Start

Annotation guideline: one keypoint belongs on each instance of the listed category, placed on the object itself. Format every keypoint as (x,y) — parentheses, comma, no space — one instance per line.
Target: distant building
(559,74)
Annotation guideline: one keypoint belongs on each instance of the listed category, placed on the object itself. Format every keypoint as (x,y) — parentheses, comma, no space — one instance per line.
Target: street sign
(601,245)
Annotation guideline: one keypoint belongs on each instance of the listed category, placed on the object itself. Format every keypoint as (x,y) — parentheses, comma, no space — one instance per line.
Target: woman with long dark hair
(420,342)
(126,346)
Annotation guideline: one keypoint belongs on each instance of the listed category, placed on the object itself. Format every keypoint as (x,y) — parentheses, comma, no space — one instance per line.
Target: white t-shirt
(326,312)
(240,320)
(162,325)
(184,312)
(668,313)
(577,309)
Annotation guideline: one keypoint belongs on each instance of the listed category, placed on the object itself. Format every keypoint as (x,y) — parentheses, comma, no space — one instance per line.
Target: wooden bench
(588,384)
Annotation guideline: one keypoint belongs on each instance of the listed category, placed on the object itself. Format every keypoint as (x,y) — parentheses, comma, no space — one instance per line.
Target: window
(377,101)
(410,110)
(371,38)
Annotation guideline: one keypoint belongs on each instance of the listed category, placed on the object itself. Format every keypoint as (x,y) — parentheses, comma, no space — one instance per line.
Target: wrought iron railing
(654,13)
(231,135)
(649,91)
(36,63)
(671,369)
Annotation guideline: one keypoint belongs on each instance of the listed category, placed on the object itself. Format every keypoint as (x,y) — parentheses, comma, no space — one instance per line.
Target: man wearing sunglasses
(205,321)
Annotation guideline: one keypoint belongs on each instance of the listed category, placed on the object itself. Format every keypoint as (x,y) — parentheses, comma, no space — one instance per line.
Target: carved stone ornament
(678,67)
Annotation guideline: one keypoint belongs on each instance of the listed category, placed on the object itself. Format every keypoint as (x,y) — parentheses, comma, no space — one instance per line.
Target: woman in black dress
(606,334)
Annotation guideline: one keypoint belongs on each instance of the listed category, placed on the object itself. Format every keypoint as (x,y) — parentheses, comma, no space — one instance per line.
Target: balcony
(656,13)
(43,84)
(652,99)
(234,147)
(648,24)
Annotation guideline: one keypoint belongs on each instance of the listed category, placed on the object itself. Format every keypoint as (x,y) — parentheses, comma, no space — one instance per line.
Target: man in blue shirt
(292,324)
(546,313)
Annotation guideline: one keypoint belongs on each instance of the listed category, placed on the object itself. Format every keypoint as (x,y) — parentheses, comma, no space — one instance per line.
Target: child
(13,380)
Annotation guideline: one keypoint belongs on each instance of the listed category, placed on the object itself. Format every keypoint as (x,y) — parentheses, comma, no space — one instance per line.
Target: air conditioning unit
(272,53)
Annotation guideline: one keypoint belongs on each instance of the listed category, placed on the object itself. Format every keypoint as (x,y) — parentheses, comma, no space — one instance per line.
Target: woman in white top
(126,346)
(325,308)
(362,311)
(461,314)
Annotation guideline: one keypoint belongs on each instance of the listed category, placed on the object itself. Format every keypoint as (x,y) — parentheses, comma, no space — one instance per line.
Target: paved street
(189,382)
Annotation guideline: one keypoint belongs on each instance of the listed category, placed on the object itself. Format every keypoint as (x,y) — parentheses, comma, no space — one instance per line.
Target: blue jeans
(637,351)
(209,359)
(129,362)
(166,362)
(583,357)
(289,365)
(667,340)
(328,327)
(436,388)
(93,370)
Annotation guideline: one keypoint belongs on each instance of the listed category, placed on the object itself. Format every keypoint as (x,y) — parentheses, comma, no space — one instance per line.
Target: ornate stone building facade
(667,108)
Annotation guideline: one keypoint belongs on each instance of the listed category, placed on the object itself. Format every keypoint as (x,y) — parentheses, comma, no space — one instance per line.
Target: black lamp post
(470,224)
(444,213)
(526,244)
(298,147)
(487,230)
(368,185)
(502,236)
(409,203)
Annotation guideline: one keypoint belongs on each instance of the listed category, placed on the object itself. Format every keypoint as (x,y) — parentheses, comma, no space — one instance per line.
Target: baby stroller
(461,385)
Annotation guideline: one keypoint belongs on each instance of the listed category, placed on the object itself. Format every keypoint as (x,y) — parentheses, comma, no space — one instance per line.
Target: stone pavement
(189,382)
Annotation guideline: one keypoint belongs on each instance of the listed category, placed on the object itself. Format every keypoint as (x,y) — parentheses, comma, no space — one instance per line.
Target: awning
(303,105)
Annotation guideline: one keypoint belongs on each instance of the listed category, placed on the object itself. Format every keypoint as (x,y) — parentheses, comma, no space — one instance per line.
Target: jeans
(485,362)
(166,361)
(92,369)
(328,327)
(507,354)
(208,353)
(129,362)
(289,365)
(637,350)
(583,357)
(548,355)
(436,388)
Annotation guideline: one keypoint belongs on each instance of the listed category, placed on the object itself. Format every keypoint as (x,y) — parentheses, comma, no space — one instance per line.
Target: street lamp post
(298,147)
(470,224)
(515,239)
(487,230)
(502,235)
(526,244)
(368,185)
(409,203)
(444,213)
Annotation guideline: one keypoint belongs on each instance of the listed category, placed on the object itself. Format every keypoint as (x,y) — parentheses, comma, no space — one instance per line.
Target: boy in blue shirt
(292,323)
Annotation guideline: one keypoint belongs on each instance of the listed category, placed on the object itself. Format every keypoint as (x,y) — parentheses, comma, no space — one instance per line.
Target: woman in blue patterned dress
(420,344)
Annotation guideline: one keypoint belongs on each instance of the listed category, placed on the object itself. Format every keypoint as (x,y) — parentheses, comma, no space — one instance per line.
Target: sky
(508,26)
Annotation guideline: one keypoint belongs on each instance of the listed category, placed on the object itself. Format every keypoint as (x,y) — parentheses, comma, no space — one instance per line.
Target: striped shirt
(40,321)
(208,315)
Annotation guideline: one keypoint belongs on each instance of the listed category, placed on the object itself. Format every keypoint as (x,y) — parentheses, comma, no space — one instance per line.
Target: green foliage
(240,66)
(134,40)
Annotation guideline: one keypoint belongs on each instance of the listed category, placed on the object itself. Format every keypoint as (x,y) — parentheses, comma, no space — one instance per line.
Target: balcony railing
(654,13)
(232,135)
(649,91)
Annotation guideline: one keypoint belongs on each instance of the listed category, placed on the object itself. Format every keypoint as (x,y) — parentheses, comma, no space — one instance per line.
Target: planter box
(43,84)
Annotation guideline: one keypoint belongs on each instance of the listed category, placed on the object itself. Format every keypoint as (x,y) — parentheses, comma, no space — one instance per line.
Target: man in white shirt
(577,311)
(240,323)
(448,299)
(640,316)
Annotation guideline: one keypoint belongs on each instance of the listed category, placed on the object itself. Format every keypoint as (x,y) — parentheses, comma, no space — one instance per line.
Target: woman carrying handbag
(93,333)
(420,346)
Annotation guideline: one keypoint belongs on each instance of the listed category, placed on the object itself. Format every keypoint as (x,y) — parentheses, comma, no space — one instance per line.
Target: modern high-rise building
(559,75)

End

Extract every line of the records above that contains the string "shirt", treating uppercase and lowercase as different.

Target: white t-shirt
Target: man in blue shirt
Target: boy in blue shirt
Target: striped shirt
Target: man in white shirt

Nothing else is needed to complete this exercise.